■ **Provided records**
========================================
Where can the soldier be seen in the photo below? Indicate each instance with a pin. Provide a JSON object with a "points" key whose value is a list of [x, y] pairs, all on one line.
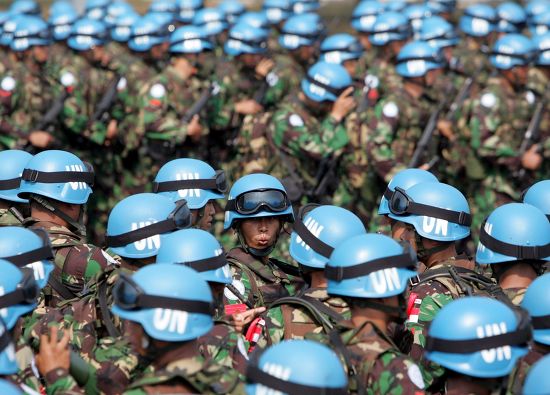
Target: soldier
{"points": [[537, 305], [309, 367], [58, 185], [200, 251], [12, 208], [317, 231], [516, 253], [370, 272], [479, 353], [257, 210]]}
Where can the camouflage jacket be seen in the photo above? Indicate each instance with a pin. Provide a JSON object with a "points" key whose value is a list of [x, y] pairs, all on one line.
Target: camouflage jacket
{"points": [[290, 320], [182, 370], [258, 283]]}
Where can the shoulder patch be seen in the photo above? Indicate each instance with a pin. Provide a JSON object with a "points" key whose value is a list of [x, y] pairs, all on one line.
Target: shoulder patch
{"points": [[416, 376], [157, 91], [488, 100], [390, 110], [296, 121], [8, 84]]}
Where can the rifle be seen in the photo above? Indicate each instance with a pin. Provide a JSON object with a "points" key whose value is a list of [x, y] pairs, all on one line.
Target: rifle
{"points": [[532, 133], [432, 121]]}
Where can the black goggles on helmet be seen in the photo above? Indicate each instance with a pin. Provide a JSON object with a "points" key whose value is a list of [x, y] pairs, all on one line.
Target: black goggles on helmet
{"points": [[42, 253], [128, 295], [273, 200], [55, 177], [27, 291], [218, 184], [521, 336], [406, 260], [335, 91], [179, 218], [307, 236], [517, 251], [401, 204]]}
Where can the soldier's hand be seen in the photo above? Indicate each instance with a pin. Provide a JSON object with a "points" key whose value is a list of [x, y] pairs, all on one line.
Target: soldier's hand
{"points": [[264, 67], [194, 128], [531, 159], [54, 353], [248, 107], [40, 139], [241, 320], [343, 105]]}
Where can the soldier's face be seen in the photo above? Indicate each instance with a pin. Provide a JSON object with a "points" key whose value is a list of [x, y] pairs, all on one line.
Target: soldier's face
{"points": [[261, 232]]}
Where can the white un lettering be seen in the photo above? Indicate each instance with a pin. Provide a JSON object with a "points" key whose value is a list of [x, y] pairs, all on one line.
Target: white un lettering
{"points": [[184, 193], [494, 354]]}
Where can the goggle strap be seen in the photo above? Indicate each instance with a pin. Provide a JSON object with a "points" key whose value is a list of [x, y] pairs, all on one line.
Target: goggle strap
========================================
■ **Goal of the exercise**
Once the pictures are removed, write out all of the entries above exactly.

■ **Result of the exercise**
Where can the soldier be seen in the photo below? Indicate each instance with a pin. Provide a JSON object with a "points" key whose value is a list of [x, y] pairs, all on one line.
Target: soldier
{"points": [[537, 305], [309, 367], [58, 185], [200, 251], [12, 208], [317, 231], [516, 253], [370, 272], [479, 353], [257, 210]]}
Where can the camouflage jacket be seen in the photo above? Indicate each instance with a pin. Provide a JSON object with a "points" key whose value is a list of [x, y] pairs, all on one line.
Target: camouflage jacket
{"points": [[290, 320], [182, 370], [258, 283]]}
Where can the shoulder patch be seen in the photo above? Indicate each instance with a pin. Provide a JSON object with a "points" key whose value is a list of [x, y] pairs, all on one line.
Target: shoulder patch
{"points": [[416, 376], [157, 91], [488, 100], [390, 110], [296, 121], [8, 84]]}
Where can the rifle be seen in the photo above? Indicate each instance with a pin. Provide a JSON object with a "points" key whose value is a list of [x, y] pairs, all on one line.
Target: rifle
{"points": [[532, 133], [432, 121]]}
Where can the black goggles on helmet be seen in the photo above? Indicate each instance with a pin. Provide a JSON object with a "points" key whose value is a list of [x, y] pairs, all on one line.
Target: black goggles on helmet
{"points": [[42, 253], [128, 295], [273, 200], [55, 177], [27, 291], [218, 184], [521, 336], [406, 260], [335, 91], [179, 218], [307, 236], [517, 251], [401, 204]]}
Where can the soldier's hand be seen in the photo above? Indicate each instance with a pin. Provide a JSON object with a "points" key whose value is a list of [x, y] pairs, all on one line.
Target: soldier's hand
{"points": [[264, 67], [194, 128], [531, 159], [54, 353], [248, 107], [40, 139], [241, 320], [343, 105]]}
Where can the soldier's face be seen in the photo above? Indicate each instance with a pin. Provide a JSON object with a "points" key whose value is a list of [x, y] pairs, all on one line.
Target: soldier's face
{"points": [[261, 232]]}
Where can the white un lettering be seen in the photo above? Indicate each instance with a pin. Provide a JSON object with a "points" key whose value is a list of [x, y] pairs, all on one line.
Target: white un lettering
{"points": [[184, 193], [494, 354]]}
Where can the goggle strap be seen in the photo above? Indicate each instance with a pin. Provide a JSON object with a "points" key whose value is a list of [x, y] pairs, all on one line.
Target: goggle strap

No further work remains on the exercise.